(Stored items)
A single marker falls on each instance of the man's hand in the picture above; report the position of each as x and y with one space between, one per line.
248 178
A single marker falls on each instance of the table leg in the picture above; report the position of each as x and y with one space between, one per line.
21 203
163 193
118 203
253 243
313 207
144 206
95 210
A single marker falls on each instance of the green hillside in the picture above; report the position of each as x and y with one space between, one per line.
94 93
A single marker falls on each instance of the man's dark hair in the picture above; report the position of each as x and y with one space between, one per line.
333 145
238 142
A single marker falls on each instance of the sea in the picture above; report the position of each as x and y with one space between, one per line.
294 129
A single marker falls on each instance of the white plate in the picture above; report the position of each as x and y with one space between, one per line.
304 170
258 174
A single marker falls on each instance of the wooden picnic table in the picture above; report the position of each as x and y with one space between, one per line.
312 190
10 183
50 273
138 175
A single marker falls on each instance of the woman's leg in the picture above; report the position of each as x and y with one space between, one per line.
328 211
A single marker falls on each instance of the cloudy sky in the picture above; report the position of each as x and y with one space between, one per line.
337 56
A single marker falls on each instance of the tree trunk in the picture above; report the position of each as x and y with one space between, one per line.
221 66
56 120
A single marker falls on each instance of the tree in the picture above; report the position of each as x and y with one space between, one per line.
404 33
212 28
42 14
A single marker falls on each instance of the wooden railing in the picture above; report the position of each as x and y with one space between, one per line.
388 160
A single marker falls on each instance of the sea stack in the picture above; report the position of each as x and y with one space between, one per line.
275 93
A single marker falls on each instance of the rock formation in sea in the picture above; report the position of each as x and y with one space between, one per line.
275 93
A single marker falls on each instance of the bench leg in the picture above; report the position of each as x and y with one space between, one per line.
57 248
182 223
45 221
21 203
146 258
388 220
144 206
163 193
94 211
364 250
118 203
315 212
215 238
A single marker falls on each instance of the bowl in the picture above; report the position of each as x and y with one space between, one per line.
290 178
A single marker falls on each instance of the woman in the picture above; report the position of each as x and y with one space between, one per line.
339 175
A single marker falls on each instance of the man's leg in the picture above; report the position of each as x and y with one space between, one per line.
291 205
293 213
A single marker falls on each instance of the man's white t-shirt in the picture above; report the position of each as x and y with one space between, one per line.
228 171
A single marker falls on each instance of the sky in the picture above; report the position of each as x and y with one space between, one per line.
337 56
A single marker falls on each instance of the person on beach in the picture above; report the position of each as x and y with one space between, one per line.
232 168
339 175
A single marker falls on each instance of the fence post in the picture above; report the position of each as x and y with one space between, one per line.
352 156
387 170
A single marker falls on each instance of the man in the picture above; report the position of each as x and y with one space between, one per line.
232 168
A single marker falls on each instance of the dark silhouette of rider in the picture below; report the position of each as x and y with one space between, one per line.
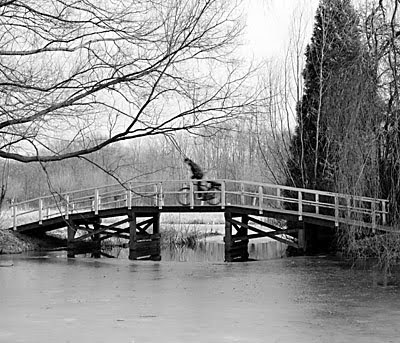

▶ [PROBLEM DETAILS]: Please count the lines of the material above that contain the string "woman", matching case exactly, and give only the number.

▶ [FULL RESPONSE]: 2